---- Given passage

GAO faults insurance rights law Coverage guaranteed but at what price?

Insurance

March 17, 1998|By NEW YORK TIMES NEWS SERVICE

WASHINGTON -- A 1996 law hailed as a way to guarantee health insurance for millions of Americans when they change jobs or lose coverage is not working as Congress intended, federal investigators say in a new report.

The General Accounting Office found that people who exercised their rights under the law often were charged premiums far higher than standard rates. And the GAO said that some companies discouraged insurance agents from selling policies to people with medical problems -- who were supposed to benefit from the law.

"Consumers attempting to exercise their right have been hindered by carrier practices and pricing," the investigators said.

Sen. Edward M. Kennedy, a co-author of the 1996 law with now-retired Sen. Nancy Kassebaum Baker of Kansas, said he was disappointed to see that it was not working as intended for people who leave jobs and try to buy insurance on their own.

The Kassebaum-Kennedy law guarantees that people losing group health insurance will have access to coverage in the individual insurance market, regardless of pre-existing medical problems.

But the GAO said many of these people "may effectively be priced out of the market" by premiums of 140 percent to 600 percent of the standard rate charged to healthy customers.

The GAO also said:

Some states, including California, have not passed all the laws needed to carry out the federal statute, and the federal government does not have enough money or personnel to fill the breach.

The federal regulations are unclear, so insurers do not fully understand their obligations.

Consumers lose most of their rights if they do not buy an individual insurance policy within 63 days of losing group coverage. But they are usually unaware of this.

Some insurers have redesigned their benefits to exclude coverage of specific illnesses or costly procedures for a specified period of time. These tactics defeat the purpose of the law.

Some companies have told insurance agents that they will not get commissions for selling policies to people with medical problems.

--------
---- Given data

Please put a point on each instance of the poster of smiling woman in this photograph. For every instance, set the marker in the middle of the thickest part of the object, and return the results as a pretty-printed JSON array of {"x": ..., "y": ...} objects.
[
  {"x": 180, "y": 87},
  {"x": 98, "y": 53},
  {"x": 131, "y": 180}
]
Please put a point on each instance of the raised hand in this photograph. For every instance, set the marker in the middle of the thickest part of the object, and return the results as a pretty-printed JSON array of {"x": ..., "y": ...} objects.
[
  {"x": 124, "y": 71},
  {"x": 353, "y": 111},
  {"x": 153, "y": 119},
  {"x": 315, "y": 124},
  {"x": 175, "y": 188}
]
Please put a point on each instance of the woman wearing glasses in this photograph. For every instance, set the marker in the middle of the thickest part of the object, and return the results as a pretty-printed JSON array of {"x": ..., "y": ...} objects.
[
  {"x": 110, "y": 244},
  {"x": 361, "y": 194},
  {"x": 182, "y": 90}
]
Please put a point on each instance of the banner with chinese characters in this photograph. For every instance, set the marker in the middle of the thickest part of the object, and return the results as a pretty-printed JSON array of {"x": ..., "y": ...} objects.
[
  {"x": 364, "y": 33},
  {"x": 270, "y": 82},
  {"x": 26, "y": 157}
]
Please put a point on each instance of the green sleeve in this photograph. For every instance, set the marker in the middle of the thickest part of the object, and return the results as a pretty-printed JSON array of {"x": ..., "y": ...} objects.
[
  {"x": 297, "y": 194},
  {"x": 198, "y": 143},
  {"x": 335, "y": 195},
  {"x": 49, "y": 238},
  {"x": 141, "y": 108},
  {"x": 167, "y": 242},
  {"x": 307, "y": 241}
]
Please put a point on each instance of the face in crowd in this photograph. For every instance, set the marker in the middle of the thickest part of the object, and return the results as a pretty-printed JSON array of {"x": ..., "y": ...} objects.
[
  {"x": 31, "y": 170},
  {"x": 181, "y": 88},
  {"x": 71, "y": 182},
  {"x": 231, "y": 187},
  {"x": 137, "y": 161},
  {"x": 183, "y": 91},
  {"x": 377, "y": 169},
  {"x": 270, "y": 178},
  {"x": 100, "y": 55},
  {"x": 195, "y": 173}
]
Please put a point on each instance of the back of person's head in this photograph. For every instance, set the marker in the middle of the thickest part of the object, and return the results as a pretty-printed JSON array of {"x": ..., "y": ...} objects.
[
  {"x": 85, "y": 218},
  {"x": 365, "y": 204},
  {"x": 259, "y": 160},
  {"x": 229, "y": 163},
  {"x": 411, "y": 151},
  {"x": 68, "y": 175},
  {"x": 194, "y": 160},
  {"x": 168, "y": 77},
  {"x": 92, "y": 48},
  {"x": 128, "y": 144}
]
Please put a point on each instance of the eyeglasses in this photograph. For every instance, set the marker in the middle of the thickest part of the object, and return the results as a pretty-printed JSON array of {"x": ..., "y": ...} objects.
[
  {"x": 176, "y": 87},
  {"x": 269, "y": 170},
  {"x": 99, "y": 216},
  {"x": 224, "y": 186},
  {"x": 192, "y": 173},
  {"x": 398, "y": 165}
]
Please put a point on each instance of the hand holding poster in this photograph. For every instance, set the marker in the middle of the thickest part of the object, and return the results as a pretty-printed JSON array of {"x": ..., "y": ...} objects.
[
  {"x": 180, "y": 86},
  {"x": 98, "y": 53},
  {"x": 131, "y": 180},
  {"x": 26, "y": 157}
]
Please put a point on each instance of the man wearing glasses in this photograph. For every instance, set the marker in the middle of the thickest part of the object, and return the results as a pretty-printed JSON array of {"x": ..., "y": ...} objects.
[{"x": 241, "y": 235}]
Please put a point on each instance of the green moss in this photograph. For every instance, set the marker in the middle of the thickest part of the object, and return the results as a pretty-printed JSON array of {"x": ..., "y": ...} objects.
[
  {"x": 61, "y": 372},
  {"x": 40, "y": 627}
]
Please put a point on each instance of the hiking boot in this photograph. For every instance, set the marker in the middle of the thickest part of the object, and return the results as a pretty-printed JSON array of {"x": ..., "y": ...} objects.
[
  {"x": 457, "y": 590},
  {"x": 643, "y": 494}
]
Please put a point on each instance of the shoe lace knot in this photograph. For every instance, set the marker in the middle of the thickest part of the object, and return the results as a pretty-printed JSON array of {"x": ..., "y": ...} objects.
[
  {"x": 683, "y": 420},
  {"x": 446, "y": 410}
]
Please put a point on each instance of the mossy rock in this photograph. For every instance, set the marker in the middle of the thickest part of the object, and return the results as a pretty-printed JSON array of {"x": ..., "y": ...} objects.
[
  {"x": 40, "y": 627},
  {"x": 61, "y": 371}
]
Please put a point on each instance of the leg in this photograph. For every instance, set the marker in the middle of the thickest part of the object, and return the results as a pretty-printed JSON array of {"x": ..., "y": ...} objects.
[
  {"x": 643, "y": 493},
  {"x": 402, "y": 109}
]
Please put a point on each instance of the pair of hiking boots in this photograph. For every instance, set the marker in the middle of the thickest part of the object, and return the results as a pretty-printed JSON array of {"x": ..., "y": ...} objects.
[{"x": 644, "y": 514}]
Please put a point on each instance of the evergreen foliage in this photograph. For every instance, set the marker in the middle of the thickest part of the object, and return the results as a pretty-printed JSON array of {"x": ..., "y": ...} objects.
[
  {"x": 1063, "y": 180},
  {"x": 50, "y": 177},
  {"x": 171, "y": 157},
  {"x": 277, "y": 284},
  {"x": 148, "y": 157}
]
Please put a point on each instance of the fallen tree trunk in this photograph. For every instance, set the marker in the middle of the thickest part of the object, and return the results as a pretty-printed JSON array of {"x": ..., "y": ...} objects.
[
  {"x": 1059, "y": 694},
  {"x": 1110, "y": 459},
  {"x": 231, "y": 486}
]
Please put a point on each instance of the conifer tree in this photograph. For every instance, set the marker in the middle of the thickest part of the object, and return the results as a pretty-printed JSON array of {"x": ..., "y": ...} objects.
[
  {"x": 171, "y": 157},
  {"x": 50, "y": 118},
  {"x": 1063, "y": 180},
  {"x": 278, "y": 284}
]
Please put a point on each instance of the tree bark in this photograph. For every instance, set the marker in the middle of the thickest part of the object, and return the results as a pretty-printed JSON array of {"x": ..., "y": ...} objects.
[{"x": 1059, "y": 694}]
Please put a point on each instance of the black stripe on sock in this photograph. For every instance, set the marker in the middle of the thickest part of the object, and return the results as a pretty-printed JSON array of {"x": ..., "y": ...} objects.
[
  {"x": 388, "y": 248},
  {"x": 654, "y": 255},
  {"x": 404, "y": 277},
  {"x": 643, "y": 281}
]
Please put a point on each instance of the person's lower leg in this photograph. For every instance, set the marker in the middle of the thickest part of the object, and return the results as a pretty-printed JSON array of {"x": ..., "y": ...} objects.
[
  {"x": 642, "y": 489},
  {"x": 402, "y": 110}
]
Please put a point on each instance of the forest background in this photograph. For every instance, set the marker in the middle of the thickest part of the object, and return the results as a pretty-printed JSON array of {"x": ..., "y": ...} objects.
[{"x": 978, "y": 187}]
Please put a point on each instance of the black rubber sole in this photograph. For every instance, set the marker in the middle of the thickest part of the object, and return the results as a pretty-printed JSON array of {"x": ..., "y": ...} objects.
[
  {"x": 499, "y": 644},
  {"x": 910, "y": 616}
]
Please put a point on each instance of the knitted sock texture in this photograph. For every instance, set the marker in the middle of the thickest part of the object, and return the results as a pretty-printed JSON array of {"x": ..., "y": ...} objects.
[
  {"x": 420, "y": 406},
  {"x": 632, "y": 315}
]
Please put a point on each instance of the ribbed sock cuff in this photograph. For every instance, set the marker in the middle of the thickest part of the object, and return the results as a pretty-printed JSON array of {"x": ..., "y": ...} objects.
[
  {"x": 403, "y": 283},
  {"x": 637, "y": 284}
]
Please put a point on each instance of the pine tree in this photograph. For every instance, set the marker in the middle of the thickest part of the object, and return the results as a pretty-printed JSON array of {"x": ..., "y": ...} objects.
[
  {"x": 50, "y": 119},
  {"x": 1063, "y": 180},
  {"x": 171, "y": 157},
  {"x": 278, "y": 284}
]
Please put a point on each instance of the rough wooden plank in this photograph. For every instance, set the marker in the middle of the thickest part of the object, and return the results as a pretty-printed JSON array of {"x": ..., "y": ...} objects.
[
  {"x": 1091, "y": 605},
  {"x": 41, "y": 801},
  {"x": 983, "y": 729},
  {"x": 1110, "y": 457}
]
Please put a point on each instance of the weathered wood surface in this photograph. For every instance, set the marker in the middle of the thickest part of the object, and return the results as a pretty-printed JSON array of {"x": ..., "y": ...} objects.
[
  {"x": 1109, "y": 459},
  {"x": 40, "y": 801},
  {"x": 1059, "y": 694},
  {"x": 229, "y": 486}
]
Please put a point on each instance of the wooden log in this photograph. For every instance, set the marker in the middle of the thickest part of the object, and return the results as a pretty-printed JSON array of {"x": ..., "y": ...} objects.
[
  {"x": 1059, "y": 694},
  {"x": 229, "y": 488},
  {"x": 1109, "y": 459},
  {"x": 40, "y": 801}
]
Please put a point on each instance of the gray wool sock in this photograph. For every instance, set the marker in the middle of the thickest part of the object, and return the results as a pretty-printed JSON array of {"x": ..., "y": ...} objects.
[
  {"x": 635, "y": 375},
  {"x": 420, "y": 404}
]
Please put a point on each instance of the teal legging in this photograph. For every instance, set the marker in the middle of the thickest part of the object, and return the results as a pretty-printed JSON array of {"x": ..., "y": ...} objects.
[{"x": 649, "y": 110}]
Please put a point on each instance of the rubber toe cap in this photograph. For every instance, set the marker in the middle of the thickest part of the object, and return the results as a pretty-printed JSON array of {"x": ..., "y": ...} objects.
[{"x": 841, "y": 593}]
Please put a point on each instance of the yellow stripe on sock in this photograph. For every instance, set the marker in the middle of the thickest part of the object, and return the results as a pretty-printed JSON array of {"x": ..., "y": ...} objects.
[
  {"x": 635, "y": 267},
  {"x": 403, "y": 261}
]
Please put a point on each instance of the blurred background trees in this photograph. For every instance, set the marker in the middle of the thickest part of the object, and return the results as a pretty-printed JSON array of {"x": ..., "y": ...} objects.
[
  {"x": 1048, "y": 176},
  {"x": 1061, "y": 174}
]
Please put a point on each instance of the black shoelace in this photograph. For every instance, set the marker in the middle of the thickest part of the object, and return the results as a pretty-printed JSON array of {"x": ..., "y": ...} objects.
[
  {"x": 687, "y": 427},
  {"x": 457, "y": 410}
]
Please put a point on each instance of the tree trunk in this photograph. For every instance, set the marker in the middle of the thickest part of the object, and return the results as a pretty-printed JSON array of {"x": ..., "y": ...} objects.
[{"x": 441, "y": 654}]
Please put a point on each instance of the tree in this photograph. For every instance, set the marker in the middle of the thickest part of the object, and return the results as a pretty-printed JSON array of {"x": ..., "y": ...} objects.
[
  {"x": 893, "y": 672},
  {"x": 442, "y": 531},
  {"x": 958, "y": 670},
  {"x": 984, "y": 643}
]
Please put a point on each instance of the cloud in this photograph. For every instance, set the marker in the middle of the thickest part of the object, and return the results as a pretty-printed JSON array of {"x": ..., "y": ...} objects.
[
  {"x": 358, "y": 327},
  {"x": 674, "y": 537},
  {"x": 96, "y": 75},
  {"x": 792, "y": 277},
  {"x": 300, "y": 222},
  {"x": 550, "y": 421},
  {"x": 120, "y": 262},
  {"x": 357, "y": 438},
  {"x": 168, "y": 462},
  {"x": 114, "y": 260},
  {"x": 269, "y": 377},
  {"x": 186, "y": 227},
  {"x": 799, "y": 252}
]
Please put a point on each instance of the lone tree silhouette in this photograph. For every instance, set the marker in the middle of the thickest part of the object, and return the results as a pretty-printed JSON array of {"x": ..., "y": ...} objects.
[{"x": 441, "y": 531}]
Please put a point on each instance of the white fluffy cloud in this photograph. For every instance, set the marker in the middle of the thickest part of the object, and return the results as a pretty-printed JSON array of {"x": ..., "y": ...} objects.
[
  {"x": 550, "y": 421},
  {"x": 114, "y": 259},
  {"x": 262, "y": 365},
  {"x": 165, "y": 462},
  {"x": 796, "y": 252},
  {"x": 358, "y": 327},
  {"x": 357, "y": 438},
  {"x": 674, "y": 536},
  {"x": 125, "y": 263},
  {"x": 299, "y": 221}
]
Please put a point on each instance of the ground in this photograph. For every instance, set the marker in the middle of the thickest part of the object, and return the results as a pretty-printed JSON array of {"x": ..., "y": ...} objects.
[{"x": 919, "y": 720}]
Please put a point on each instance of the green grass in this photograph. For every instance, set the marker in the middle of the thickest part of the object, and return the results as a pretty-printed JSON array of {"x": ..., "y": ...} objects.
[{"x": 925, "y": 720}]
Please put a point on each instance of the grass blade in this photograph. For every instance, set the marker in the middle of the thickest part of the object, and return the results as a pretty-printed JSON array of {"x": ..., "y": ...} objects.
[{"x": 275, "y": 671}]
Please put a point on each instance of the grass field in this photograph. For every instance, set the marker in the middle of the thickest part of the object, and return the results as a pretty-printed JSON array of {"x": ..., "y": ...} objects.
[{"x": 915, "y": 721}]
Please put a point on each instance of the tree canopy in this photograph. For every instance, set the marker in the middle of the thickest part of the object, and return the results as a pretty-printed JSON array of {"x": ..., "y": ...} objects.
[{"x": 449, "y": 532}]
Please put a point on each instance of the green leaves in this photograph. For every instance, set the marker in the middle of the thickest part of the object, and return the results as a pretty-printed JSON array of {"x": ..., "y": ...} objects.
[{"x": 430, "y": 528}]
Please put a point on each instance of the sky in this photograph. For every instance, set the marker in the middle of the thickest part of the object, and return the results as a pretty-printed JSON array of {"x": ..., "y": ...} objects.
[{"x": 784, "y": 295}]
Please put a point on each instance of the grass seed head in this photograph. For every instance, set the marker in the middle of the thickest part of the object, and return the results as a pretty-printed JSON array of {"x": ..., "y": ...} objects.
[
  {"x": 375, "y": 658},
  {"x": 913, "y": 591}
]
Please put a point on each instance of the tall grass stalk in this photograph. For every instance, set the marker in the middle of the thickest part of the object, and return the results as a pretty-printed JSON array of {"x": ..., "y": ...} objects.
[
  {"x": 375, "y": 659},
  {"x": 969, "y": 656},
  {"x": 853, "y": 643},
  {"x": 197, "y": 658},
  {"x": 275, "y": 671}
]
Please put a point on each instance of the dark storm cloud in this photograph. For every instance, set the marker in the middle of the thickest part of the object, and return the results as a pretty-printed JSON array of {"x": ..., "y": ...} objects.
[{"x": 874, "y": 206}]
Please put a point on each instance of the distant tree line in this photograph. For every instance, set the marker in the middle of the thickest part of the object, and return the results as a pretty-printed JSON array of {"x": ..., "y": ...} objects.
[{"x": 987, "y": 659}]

--------

* About this exercise *
According to the article about the GAO report, how many days after losing group coverage do consumers have to buy an individual policy before losing most of their rights?

* Solution to this problem *
63 days